Referring expression data
+ + + + + + +
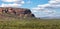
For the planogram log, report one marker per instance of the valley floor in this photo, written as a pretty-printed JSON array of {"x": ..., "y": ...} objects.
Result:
[{"x": 29, "y": 23}]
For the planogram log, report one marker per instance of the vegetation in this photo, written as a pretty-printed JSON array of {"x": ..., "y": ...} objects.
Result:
[{"x": 11, "y": 22}]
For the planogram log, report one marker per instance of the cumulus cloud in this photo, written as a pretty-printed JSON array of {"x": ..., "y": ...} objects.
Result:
[
  {"x": 48, "y": 8},
  {"x": 16, "y": 3}
]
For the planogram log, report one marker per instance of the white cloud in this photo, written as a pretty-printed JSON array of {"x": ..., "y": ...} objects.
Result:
[
  {"x": 10, "y": 5},
  {"x": 10, "y": 0},
  {"x": 49, "y": 7}
]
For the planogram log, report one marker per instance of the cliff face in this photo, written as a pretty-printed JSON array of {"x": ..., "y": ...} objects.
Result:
[{"x": 21, "y": 12}]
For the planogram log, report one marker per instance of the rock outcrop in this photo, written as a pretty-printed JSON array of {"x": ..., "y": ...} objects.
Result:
[{"x": 21, "y": 12}]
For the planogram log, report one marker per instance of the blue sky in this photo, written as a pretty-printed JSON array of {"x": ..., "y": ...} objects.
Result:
[{"x": 41, "y": 8}]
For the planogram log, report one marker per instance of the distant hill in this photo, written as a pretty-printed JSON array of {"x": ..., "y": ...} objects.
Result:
[{"x": 20, "y": 12}]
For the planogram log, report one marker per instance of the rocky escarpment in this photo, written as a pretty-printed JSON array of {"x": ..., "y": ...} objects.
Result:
[{"x": 21, "y": 12}]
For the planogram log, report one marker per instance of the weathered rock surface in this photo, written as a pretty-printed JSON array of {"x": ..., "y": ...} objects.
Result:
[{"x": 21, "y": 12}]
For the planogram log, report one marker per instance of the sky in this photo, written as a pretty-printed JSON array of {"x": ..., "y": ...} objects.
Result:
[{"x": 41, "y": 8}]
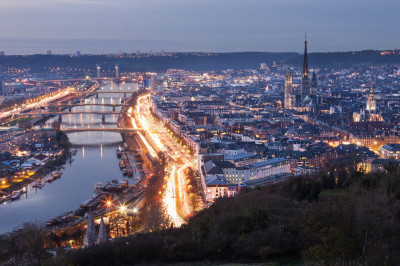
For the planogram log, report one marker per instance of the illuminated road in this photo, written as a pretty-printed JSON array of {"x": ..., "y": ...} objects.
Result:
[
  {"x": 156, "y": 139},
  {"x": 39, "y": 103}
]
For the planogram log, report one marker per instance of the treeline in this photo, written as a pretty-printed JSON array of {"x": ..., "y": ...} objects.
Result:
[{"x": 356, "y": 222}]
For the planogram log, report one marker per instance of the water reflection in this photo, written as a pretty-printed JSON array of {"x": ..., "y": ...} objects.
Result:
[{"x": 95, "y": 161}]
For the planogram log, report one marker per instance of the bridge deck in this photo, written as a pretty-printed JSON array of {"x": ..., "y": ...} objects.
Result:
[
  {"x": 101, "y": 129},
  {"x": 74, "y": 113}
]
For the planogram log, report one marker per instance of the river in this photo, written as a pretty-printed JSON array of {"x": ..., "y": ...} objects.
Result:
[{"x": 95, "y": 161}]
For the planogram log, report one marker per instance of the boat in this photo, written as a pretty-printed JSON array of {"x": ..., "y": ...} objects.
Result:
[
  {"x": 129, "y": 171},
  {"x": 98, "y": 187},
  {"x": 15, "y": 196},
  {"x": 38, "y": 184},
  {"x": 56, "y": 175}
]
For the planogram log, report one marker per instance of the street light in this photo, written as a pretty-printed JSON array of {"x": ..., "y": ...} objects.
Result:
[{"x": 122, "y": 209}]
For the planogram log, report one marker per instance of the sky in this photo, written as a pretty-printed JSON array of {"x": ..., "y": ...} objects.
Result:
[{"x": 108, "y": 26}]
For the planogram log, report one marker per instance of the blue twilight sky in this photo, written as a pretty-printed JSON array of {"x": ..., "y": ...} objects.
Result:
[{"x": 103, "y": 26}]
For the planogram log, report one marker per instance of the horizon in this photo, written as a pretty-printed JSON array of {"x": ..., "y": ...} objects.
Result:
[
  {"x": 99, "y": 26},
  {"x": 65, "y": 47}
]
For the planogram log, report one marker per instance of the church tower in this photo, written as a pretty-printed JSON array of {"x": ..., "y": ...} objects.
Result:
[
  {"x": 288, "y": 90},
  {"x": 371, "y": 105},
  {"x": 305, "y": 81}
]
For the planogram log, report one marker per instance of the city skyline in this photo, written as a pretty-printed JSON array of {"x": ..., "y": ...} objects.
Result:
[{"x": 96, "y": 26}]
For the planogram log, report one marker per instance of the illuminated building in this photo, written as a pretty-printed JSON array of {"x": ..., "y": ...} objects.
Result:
[
  {"x": 304, "y": 99},
  {"x": 369, "y": 114}
]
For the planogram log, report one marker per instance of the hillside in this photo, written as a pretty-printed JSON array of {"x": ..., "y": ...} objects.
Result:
[{"x": 355, "y": 221}]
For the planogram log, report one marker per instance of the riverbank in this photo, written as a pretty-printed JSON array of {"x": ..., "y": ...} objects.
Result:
[{"x": 48, "y": 167}]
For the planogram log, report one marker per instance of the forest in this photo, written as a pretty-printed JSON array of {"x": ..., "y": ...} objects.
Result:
[{"x": 340, "y": 218}]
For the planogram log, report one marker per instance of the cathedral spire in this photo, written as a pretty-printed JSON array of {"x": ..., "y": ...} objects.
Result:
[
  {"x": 305, "y": 60},
  {"x": 371, "y": 91},
  {"x": 371, "y": 104}
]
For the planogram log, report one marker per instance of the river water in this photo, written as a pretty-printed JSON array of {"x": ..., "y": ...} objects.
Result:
[{"x": 95, "y": 161}]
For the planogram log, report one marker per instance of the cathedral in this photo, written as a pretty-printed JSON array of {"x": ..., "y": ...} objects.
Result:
[
  {"x": 369, "y": 114},
  {"x": 304, "y": 99}
]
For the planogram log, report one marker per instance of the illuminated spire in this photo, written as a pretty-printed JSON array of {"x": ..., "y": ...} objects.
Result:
[
  {"x": 102, "y": 237},
  {"x": 90, "y": 234},
  {"x": 371, "y": 91},
  {"x": 371, "y": 105},
  {"x": 305, "y": 60}
]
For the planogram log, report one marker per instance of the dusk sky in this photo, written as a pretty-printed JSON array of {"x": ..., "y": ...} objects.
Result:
[{"x": 103, "y": 26}]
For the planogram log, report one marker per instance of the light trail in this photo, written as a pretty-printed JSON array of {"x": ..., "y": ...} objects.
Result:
[{"x": 175, "y": 198}]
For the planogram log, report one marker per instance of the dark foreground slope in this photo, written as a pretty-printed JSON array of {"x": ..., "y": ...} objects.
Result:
[{"x": 353, "y": 221}]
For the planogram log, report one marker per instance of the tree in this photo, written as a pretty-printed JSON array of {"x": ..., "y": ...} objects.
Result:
[{"x": 31, "y": 242}]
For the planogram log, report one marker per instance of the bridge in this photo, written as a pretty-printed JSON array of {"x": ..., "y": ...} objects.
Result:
[
  {"x": 66, "y": 105},
  {"x": 99, "y": 91},
  {"x": 73, "y": 113},
  {"x": 102, "y": 129}
]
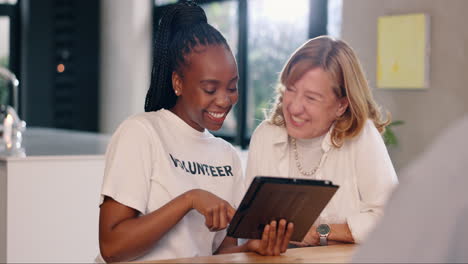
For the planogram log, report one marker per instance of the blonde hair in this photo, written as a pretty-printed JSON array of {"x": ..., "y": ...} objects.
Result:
[{"x": 339, "y": 60}]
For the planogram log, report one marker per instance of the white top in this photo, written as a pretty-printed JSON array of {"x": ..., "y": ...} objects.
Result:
[
  {"x": 153, "y": 158},
  {"x": 361, "y": 167},
  {"x": 426, "y": 219},
  {"x": 309, "y": 153}
]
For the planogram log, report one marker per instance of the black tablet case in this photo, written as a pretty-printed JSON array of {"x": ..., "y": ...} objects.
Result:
[{"x": 273, "y": 198}]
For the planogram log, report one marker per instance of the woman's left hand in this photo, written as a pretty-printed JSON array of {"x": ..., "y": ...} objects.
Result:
[
  {"x": 275, "y": 239},
  {"x": 311, "y": 238}
]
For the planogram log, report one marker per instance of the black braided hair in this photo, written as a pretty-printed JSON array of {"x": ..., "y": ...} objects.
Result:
[{"x": 182, "y": 27}]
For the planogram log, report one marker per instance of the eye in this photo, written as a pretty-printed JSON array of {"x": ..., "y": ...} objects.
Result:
[
  {"x": 210, "y": 91},
  {"x": 290, "y": 89},
  {"x": 233, "y": 90}
]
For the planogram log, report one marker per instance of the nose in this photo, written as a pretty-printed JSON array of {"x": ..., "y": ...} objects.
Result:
[
  {"x": 296, "y": 105},
  {"x": 224, "y": 100}
]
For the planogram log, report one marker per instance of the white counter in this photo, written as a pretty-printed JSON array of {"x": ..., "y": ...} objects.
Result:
[{"x": 49, "y": 199}]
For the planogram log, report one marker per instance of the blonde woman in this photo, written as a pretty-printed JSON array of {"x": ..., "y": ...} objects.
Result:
[{"x": 325, "y": 125}]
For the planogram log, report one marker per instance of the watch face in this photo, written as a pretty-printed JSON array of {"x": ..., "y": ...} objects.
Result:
[{"x": 323, "y": 229}]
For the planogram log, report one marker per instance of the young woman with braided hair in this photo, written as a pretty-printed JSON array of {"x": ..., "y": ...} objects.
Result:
[{"x": 169, "y": 185}]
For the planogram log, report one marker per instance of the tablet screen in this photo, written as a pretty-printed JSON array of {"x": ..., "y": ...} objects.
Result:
[{"x": 274, "y": 198}]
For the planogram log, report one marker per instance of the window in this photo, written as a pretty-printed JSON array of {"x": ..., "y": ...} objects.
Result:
[
  {"x": 8, "y": 47},
  {"x": 262, "y": 35}
]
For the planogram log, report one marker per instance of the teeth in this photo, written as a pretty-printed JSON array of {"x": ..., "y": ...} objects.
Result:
[
  {"x": 216, "y": 115},
  {"x": 297, "y": 120}
]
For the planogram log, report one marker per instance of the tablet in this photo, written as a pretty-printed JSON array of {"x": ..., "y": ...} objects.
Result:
[{"x": 273, "y": 198}]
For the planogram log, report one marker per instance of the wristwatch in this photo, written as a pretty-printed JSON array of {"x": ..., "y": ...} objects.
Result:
[{"x": 323, "y": 230}]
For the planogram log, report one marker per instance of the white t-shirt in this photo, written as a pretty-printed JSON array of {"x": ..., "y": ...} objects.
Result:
[
  {"x": 361, "y": 167},
  {"x": 154, "y": 157}
]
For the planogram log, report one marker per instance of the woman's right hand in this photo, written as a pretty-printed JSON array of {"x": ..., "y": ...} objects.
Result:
[
  {"x": 275, "y": 239},
  {"x": 217, "y": 212}
]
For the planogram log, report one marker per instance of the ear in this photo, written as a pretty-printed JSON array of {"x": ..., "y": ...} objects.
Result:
[
  {"x": 343, "y": 104},
  {"x": 177, "y": 83}
]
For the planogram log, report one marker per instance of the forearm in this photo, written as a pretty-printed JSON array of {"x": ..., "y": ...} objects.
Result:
[
  {"x": 229, "y": 245},
  {"x": 341, "y": 233},
  {"x": 133, "y": 237}
]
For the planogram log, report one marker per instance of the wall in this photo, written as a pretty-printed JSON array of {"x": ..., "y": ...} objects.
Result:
[
  {"x": 125, "y": 59},
  {"x": 427, "y": 112}
]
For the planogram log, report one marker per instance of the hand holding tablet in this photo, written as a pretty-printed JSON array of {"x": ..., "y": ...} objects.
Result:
[{"x": 299, "y": 201}]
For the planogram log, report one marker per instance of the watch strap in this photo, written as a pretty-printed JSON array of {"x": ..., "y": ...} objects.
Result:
[{"x": 323, "y": 241}]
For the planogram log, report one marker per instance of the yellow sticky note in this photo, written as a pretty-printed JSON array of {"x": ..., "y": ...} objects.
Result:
[{"x": 403, "y": 51}]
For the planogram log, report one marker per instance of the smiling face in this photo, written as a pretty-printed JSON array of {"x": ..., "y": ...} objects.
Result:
[
  {"x": 207, "y": 89},
  {"x": 310, "y": 106}
]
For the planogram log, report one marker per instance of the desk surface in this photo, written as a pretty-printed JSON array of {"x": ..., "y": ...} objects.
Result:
[{"x": 329, "y": 254}]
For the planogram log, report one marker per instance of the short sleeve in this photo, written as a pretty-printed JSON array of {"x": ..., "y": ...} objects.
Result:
[
  {"x": 255, "y": 155},
  {"x": 239, "y": 185},
  {"x": 376, "y": 179},
  {"x": 128, "y": 166}
]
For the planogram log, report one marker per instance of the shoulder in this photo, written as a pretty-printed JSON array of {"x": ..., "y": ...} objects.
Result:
[
  {"x": 138, "y": 127},
  {"x": 368, "y": 132}
]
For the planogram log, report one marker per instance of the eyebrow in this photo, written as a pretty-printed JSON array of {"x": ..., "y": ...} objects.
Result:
[
  {"x": 216, "y": 82},
  {"x": 314, "y": 93}
]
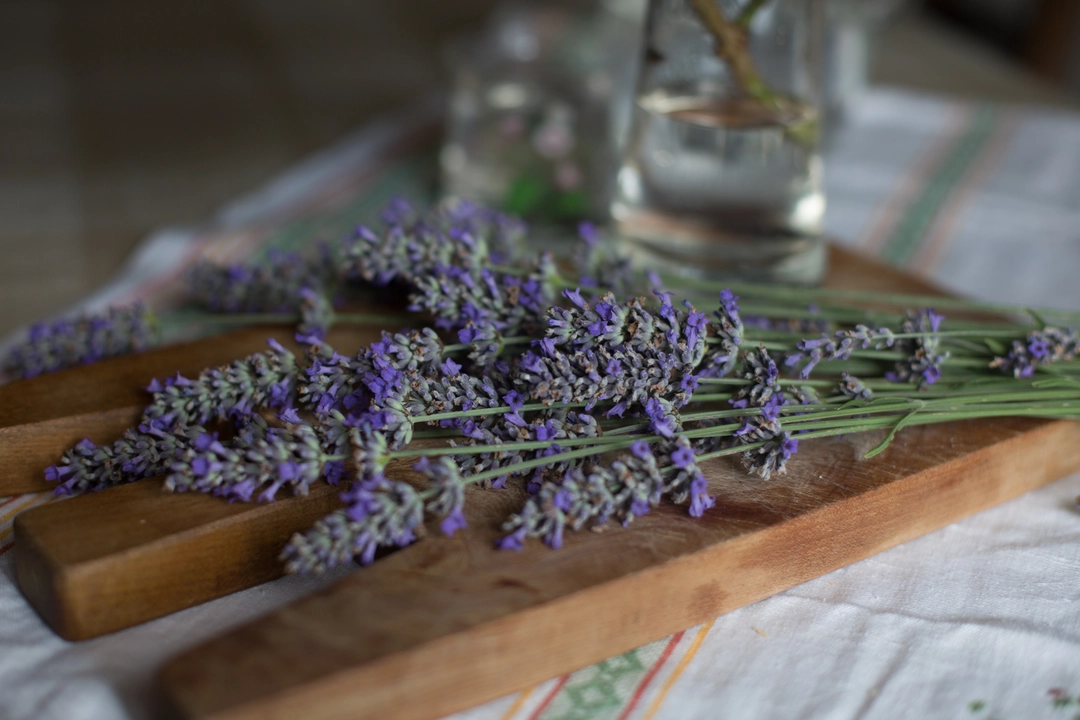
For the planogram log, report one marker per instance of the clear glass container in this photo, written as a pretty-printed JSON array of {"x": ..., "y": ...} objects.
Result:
[
  {"x": 529, "y": 111},
  {"x": 721, "y": 172}
]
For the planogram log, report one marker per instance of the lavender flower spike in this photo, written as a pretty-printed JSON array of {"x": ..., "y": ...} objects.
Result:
[
  {"x": 381, "y": 513},
  {"x": 1042, "y": 347},
  {"x": 83, "y": 340},
  {"x": 145, "y": 451},
  {"x": 258, "y": 459},
  {"x": 237, "y": 390}
]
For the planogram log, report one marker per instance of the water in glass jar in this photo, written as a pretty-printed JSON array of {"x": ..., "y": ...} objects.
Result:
[{"x": 724, "y": 187}]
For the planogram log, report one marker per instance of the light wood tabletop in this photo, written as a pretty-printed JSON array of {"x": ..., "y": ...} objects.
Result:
[{"x": 121, "y": 117}]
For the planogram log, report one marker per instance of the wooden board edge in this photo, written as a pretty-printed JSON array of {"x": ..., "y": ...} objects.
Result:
[
  {"x": 375, "y": 690},
  {"x": 27, "y": 450},
  {"x": 80, "y": 601}
]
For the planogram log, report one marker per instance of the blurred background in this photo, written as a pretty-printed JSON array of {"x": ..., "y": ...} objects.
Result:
[{"x": 121, "y": 117}]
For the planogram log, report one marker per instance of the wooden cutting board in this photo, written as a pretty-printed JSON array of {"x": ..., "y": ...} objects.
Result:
[{"x": 448, "y": 623}]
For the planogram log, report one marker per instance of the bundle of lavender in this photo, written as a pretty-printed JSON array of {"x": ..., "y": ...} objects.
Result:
[{"x": 601, "y": 402}]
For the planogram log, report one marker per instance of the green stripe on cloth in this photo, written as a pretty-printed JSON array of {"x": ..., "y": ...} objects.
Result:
[
  {"x": 602, "y": 691},
  {"x": 919, "y": 216},
  {"x": 412, "y": 177}
]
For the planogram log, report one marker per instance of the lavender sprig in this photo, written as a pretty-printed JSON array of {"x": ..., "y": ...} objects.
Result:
[
  {"x": 144, "y": 451},
  {"x": 1039, "y": 348},
  {"x": 380, "y": 513},
  {"x": 262, "y": 380},
  {"x": 922, "y": 365},
  {"x": 260, "y": 459},
  {"x": 82, "y": 340}
]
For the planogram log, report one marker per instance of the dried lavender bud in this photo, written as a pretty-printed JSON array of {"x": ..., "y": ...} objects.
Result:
[
  {"x": 1043, "y": 347},
  {"x": 449, "y": 491},
  {"x": 837, "y": 347},
  {"x": 257, "y": 459},
  {"x": 923, "y": 363},
  {"x": 628, "y": 489},
  {"x": 729, "y": 330},
  {"x": 275, "y": 285},
  {"x": 145, "y": 451},
  {"x": 413, "y": 245},
  {"x": 362, "y": 384},
  {"x": 853, "y": 388},
  {"x": 620, "y": 353},
  {"x": 763, "y": 372},
  {"x": 686, "y": 480},
  {"x": 370, "y": 452},
  {"x": 266, "y": 379},
  {"x": 82, "y": 340},
  {"x": 510, "y": 429},
  {"x": 381, "y": 513},
  {"x": 801, "y": 325},
  {"x": 779, "y": 445},
  {"x": 806, "y": 395}
]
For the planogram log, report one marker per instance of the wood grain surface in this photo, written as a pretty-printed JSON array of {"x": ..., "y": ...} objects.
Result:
[
  {"x": 120, "y": 557},
  {"x": 453, "y": 622},
  {"x": 449, "y": 623}
]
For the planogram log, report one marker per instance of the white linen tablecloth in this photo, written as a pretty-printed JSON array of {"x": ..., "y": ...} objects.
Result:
[{"x": 976, "y": 621}]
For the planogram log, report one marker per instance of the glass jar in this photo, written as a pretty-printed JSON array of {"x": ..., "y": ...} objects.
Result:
[
  {"x": 721, "y": 173},
  {"x": 529, "y": 112}
]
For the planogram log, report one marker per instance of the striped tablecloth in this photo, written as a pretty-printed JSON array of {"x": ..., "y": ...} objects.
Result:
[{"x": 977, "y": 621}]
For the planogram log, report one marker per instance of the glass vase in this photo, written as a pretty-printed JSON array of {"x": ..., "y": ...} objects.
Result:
[{"x": 721, "y": 173}]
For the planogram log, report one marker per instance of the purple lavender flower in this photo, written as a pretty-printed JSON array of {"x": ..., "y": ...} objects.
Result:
[
  {"x": 729, "y": 331},
  {"x": 759, "y": 368},
  {"x": 922, "y": 365},
  {"x": 380, "y": 513},
  {"x": 1039, "y": 348},
  {"x": 616, "y": 352},
  {"x": 853, "y": 388},
  {"x": 684, "y": 478},
  {"x": 259, "y": 458},
  {"x": 837, "y": 347},
  {"x": 771, "y": 458},
  {"x": 449, "y": 491},
  {"x": 445, "y": 258},
  {"x": 145, "y": 451},
  {"x": 510, "y": 429},
  {"x": 69, "y": 342},
  {"x": 262, "y": 380},
  {"x": 629, "y": 488}
]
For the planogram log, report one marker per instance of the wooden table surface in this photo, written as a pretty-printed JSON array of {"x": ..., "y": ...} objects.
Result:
[{"x": 120, "y": 117}]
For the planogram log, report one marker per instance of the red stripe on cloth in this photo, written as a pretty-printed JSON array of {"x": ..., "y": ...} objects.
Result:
[
  {"x": 926, "y": 259},
  {"x": 547, "y": 701},
  {"x": 651, "y": 674}
]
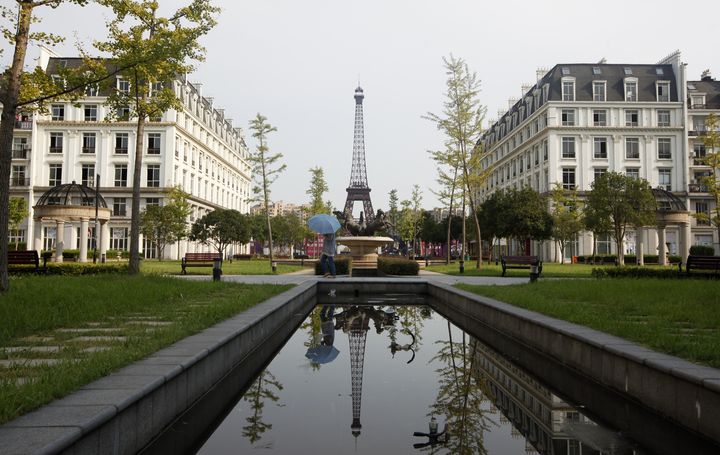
+ + + + + + +
THE PROBLEM
Beginning with the line above that contains "the cathedral spire" and finishing with the line that contains "the white top", print those lines exactly and only. Skip all pictures.

ANSWER TO THIS EXERCISE
For the planogram log, report one marker per instance of the cathedral spire in this photo, written as a pretty-printed JSON array of {"x": ..., "y": ...} objects.
Result:
[
  {"x": 305, "y": 60},
  {"x": 371, "y": 91},
  {"x": 371, "y": 104}
]
For the planogram log, report one marker per instance of the river water in this photo, written as a pretty-printed JSON array of {"x": ..., "y": ...} objects.
Result:
[{"x": 95, "y": 161}]
For the planogram log, report one marker per instance of the cathedral in this photo, written as a pretty-printed JSON array of {"x": ..., "y": ...} objects.
Result:
[
  {"x": 369, "y": 114},
  {"x": 304, "y": 99}
]
For the planogram log, report one marker per instance of the illuminated spire in this photo, written as a pretty-printed JSON array of {"x": ..., "y": ...} objects.
Result:
[
  {"x": 102, "y": 237},
  {"x": 90, "y": 234},
  {"x": 371, "y": 91},
  {"x": 371, "y": 105},
  {"x": 305, "y": 60}
]
For the planogram log, report one marker per instance of the dusk sky in this photo, written as a pretty-printed JSON array of {"x": ..., "y": ...} objects.
Result:
[{"x": 103, "y": 26}]
For the planogram log, report one marker per instance of the light trail in this photo, written as a pretty-printed JSON array of {"x": ..., "y": ...} objects.
Result:
[{"x": 175, "y": 198}]
For the planogram log, report one marker per instance of the dark foreground slope in this photo, written as a pretty-printed JSON array of {"x": ..., "y": ...} objects.
Result:
[{"x": 353, "y": 221}]
For the planogram log, report one marker per instance of the tree in this photo, written as a pretty-printed JSON array of {"x": ..., "y": ...} objects.
Result:
[{"x": 31, "y": 242}]
For the planogram log, report one marker per instance of the bridge in this photo, written as a pretty-printed JSON array of {"x": ..., "y": ...} objects.
Result:
[
  {"x": 66, "y": 105},
  {"x": 99, "y": 91},
  {"x": 73, "y": 113},
  {"x": 102, "y": 129}
]
For the planogram log, report one marker per instance of the blonde hair in this photo, written as a pretty-printed JSON array of {"x": ..., "y": ...} objects.
Result:
[{"x": 339, "y": 60}]
For the planogram log, report one marker per instance of the white top in this photo, written as a pretty-printed JSON array of {"x": ..., "y": ...} objects.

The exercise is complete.